[EXERCISE DESCRIPTION]
Please extract, word for word, the lines running from the one that contains "of the lamp" through the very last line below, with both ends included.

***** RECORDS TO USE *****

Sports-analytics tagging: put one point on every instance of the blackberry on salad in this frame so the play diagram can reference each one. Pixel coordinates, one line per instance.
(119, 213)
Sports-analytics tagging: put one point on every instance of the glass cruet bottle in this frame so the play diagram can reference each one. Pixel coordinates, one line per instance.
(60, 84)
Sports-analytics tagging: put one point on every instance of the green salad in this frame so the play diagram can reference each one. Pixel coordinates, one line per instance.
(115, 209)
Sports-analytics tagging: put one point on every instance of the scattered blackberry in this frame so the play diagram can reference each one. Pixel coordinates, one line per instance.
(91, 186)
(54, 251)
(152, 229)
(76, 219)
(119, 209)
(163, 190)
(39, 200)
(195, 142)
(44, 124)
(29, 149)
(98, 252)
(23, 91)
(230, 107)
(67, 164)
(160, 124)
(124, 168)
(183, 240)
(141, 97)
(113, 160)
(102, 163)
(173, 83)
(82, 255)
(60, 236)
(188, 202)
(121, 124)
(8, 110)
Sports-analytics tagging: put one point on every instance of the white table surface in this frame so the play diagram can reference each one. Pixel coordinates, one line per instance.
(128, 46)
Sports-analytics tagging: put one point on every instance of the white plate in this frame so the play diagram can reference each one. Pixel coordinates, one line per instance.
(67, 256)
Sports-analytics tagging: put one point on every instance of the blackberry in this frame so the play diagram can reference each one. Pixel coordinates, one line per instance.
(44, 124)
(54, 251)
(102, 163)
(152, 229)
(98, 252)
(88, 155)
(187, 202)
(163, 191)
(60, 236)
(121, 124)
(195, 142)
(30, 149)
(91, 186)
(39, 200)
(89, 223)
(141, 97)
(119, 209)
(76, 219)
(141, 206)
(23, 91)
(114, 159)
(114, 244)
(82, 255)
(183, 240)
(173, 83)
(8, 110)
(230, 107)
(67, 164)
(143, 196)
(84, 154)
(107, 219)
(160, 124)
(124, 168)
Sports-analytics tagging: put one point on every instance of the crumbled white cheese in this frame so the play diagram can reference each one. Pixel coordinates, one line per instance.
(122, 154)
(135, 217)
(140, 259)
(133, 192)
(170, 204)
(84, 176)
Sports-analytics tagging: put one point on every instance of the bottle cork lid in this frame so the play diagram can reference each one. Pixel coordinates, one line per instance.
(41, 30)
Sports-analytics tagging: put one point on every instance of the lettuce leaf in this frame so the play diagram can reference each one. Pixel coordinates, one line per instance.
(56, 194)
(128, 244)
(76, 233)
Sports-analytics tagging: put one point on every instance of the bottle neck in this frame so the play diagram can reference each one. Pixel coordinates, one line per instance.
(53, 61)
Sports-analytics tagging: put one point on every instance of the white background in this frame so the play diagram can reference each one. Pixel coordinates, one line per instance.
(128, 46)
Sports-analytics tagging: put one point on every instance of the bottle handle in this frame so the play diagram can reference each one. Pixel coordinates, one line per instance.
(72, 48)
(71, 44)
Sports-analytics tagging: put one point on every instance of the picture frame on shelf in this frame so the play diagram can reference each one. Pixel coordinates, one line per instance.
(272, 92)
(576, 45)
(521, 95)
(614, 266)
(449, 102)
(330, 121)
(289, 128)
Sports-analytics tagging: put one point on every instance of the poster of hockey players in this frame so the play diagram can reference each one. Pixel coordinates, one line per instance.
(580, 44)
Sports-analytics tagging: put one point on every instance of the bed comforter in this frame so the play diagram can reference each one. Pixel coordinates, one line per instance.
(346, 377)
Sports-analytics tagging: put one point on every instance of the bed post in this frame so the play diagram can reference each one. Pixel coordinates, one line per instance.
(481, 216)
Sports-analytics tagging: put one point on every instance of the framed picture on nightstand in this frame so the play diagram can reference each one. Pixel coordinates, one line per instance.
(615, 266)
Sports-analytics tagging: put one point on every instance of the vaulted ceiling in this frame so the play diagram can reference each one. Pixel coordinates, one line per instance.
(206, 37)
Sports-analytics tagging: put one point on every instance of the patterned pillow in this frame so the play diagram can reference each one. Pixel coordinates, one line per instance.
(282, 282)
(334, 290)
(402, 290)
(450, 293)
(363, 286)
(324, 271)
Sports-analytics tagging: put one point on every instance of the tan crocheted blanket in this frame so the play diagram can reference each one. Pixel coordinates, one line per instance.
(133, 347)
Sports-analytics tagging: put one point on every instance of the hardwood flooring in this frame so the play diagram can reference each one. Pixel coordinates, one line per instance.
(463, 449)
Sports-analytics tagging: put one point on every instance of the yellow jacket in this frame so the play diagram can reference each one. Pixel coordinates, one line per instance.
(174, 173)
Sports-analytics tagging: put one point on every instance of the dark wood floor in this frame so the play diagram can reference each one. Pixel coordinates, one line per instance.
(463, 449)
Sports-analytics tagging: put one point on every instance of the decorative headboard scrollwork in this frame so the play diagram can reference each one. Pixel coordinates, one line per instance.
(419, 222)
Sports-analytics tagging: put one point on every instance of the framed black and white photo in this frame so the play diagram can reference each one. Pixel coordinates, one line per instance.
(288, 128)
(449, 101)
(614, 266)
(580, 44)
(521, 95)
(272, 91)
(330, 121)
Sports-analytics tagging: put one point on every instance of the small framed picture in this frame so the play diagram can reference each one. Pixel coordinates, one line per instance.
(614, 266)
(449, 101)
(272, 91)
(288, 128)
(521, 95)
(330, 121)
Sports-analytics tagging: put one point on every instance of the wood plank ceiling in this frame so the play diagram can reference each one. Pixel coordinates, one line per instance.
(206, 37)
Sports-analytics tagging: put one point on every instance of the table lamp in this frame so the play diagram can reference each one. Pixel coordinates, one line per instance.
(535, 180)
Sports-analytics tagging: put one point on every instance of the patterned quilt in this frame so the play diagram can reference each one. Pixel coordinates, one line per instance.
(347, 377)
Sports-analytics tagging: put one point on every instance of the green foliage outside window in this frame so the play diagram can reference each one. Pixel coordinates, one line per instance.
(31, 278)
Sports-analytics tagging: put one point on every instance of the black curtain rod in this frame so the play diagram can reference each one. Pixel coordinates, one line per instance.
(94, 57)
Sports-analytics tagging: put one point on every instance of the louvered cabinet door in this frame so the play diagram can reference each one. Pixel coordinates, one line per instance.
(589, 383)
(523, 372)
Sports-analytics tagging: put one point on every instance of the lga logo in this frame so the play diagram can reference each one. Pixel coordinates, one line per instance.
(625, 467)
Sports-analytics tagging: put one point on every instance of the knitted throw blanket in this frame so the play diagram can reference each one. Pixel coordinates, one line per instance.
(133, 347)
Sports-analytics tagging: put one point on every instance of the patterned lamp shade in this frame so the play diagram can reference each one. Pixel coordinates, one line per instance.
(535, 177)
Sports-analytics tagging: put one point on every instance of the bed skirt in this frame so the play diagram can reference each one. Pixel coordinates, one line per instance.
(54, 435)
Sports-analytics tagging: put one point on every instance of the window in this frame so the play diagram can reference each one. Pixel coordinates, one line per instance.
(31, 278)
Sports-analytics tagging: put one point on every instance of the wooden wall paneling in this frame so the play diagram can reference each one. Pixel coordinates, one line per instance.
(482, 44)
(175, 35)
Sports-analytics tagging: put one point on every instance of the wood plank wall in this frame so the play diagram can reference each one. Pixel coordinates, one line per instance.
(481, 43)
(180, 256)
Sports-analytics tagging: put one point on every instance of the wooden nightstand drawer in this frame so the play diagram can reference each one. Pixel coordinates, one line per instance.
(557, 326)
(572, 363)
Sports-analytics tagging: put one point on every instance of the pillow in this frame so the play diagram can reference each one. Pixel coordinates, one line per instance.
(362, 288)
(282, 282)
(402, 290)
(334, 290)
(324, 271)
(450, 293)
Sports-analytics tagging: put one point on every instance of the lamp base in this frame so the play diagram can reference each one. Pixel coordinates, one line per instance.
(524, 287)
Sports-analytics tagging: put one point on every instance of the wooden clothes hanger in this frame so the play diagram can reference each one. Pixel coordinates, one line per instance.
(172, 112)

*****

[TASK SOLUTION]
Sports-analytics tagging: put one point on every instance of the lamp base in this frame so the play diagram can reference each one. Pixel coordinates, one line per instance.
(524, 287)
Sports-analytics tagging: put one point on every instance of the wooden clothes hanger in this frame so the play diagram can reference each one. Pixel coordinates, one line per instance.
(172, 112)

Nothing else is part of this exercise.